| Check your understanding |
- a) Print the part of the atopic dermatitis passage that opens with the words containing "I am still learning" and closes with "what to expect.", reproducing it exactly.
- b) According to the atopic dermatitis passage, how often is the Atopic Dermatitis Signature Center held?
- c) Carry the atopic dermatitis passage forward from the point where it stops.

Atopic Dermatitis

Atopic Dermatitis is another clinical condition frequently seen in the allergy clinic here at Riley. This is a condition that is shared by both allergists and dermatologists. Each specialty had their unique approach. However as our understanding of this condition grows both specialties are learning from each other in order to create a common ground for diagnosis and management. The allergists see this as the first step on ‘allergic march’. Many children with atopic dermatitis go on to develop asthma and nasal allergy. If you were treated by allergists, you would be avoiding foods and have a very wet child (water wet okay). In the allergy camp the emphasis for topical therapy is frequent (two times per day) bathing. Those who may have been managed by dermatology may not have had an emphasis on food or any allergen avoidance.  Keeping the child out of the bath was the guidance in the past.

Here at Riley we have a new program in which allergy and dermatology have been working together for those children with difficult to treat atopic dermatitis. The Atopic Dermatitis Signature Center is held once a month. The AD center uses the talents of allergy, dermatology, and dietary services to help children who have been more difficult to control. The children are sent to us by their allergist or dermatologist (referral based center). The Riley crew that works in the signature center are Dr. Jeff Travers, chief of dermatology, Ms. Laura Dean, dietitian, and myself as chief of allergy services at Riley. I need to also mention the one individual who makes this center of excellence work, Treanna Porter.

Defining Atopic Dermatitis

I am still learning about how to define this condition. Dr. Jeff Travers, Chief of Dermatology at Indiana University School of Medicine, and I argue about the definition of atopic dermatitis. You will see this as eczema, atopic dermatitis, allergic atopic dermatitis, non-allergic dermatitis and finally atomic dermatitis. I really had on my patient schedule atomic dermatitis as the reason for the visit. This was most probably and error, but I felt obligated to see that patient as quickly as possible not knowing what to expect.

| Source material |
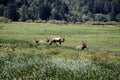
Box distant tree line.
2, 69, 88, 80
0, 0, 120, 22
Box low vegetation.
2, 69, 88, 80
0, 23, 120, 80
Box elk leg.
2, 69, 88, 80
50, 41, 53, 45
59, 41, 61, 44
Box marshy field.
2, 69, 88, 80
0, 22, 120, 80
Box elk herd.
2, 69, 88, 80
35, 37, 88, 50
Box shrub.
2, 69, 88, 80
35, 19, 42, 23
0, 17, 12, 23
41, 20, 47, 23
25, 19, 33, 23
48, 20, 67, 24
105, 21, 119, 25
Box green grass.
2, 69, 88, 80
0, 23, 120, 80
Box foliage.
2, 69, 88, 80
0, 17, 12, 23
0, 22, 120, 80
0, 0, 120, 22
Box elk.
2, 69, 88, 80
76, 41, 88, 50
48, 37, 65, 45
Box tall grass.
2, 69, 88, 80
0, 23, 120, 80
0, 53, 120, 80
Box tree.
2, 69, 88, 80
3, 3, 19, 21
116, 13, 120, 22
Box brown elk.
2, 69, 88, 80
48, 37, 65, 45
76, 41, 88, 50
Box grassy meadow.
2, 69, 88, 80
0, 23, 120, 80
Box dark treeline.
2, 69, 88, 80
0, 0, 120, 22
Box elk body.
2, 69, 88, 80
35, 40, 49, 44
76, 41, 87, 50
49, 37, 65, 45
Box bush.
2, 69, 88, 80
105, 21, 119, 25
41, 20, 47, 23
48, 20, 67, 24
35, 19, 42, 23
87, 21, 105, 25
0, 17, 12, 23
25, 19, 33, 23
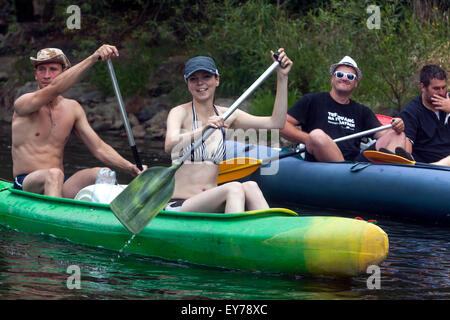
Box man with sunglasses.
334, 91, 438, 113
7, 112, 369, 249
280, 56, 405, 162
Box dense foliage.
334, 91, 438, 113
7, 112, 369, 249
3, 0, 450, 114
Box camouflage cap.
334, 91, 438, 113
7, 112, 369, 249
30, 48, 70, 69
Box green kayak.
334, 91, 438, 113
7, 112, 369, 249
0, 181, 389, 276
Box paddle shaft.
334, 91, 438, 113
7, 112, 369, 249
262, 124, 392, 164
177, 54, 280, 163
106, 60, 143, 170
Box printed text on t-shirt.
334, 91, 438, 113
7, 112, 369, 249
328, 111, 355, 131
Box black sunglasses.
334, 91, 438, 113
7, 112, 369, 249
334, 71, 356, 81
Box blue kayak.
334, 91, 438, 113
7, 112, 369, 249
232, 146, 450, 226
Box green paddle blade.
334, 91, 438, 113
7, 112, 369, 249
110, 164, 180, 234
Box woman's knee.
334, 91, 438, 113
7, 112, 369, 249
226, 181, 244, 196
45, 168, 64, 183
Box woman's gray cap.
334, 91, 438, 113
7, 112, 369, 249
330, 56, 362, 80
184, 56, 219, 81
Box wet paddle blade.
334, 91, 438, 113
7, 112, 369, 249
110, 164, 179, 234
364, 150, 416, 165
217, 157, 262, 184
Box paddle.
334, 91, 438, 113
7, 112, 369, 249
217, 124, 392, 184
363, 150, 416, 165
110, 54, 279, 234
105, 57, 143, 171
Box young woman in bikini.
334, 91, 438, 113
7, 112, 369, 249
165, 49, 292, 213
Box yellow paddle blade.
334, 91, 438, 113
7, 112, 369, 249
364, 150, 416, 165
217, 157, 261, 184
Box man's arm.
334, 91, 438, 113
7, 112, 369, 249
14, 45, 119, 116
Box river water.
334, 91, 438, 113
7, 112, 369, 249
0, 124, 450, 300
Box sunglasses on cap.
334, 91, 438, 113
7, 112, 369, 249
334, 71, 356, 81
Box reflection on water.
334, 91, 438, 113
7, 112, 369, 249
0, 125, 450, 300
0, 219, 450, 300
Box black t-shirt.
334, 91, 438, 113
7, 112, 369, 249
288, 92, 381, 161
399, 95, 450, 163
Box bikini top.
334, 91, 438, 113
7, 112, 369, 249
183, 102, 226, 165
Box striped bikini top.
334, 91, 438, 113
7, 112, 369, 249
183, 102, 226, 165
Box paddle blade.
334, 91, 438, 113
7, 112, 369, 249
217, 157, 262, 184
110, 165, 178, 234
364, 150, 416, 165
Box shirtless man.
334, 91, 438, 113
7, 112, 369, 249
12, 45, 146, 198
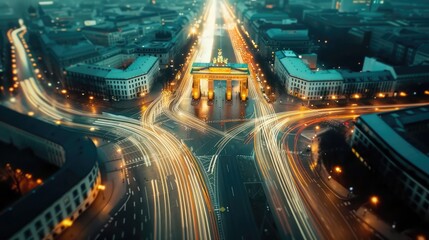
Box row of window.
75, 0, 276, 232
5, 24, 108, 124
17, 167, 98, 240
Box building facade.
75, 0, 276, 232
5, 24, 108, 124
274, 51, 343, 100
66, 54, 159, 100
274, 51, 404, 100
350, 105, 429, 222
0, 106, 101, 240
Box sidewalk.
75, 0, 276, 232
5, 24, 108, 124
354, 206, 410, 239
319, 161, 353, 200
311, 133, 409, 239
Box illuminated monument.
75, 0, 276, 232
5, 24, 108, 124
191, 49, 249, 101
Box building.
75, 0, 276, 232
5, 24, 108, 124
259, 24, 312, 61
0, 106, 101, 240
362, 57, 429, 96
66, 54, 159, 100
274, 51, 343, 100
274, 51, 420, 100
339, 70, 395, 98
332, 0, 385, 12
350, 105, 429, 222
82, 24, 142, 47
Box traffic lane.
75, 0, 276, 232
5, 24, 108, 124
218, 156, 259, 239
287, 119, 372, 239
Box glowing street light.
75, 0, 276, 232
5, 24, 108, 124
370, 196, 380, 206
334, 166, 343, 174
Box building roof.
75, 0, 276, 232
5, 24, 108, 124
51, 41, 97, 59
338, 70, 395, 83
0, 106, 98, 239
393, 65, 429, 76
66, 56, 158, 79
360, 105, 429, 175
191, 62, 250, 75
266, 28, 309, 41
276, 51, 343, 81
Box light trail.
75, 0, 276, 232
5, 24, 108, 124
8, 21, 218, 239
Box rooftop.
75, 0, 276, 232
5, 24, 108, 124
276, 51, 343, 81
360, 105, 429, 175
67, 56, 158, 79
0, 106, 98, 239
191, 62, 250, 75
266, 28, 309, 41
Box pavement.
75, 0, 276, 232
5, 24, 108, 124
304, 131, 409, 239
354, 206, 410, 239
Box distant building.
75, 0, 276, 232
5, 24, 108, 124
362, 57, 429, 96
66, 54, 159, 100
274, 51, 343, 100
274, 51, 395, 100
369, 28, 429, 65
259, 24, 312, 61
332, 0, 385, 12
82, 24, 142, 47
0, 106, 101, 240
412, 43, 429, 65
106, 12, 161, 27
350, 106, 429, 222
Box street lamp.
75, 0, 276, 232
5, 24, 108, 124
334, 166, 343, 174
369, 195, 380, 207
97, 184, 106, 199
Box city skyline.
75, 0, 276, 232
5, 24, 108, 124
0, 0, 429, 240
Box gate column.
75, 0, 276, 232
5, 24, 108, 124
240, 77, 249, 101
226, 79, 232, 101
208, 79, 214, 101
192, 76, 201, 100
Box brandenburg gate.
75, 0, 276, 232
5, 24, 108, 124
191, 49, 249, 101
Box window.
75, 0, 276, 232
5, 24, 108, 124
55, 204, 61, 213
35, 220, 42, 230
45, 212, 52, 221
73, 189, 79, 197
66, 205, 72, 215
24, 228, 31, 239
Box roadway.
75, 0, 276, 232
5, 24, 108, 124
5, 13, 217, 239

| Solved tasks |
- a)
I am still learning about how to define this condition. Dr. Jeff Travers, Chief of Dermatology at Indiana University School of Medicine, and I argue about the definition of atopic dermatitis. You will see this as eczema, atopic dermatitis, allergic atopic dermatitis, non-allergic dermatitis and finally atomic dermatitis. I really had on my patient schedule atomic dermatitis as the reason for the visit. This was most probably and error, but I felt obligated to see that patient as quickly as possible not knowing what to expect.

- b) Once a month.

- c)
My working definition goes as follows; atopic dermatitis (AD) is a subset of the larger condition of eczema. Eczema is dry, itchy, and scaly skin. Atopy is the term used for a child who makes an IgE antibody to something. If by a skin test or by a blood test for specific IgE shows a positive response then the individual is atopic (they make a specific IgE). You can have evidence of a positive allergy test yet not have any reaction to that item. To be truly allergic, you need a history of a reaction with exposure and an allergy test for IgE (not IgG!!) to the item. For example- a person who has hives when they eat egg and has a positive IgE test for egg is allergic to egg (symptoms with exposure and a positive test), however a person with a positive test for egg but eats them without a reaction/problem is atopic (make antibody but that antibody is not clinically relevant).  So if you have no evidence of an elevation of IgE and no evidence of specific IgE by a blood test or skin test, then you are non-atopic, your skin diagnosis is eczema. If you have an elevated IgE and evidence of positive allergy tests, then your diagnosis is atopic dermatitis. I don’t understand the terms allergic or non-allergic atopic dermatitis, but I am open to learning about this distinction. I also love to argue about it.

A practice parameter appeared in the journal Annals of Allergy, Asthma, and Immunology(2004, Volume 93: pages S1-S21).  In that practice parameter AD is defined as a familial (inherited), chronic inflammatory skin disease that commonly presents early in infancy and childhood but can persist into adult life. Most with AD have a high or very high level of IgE.

Epidemiology

AD can affect 10-20% of children. It is very common. Most of those with AD will present before age 5 years.

Clinical Diagnosis

It is important to note that there is no single objective test for AD. AD is notable for dry, itchy, inflamed skin that has a typical look and distribution in those who have a history or evidence of atopy. I have found that there is one key question that helps sort out AD from other skin conditions. The answer to the question makes the parents pause as they reflect on what is happening. Is this a rash that itches or importantly an itch that becomes a rash? The following vignette helps illustrate that point.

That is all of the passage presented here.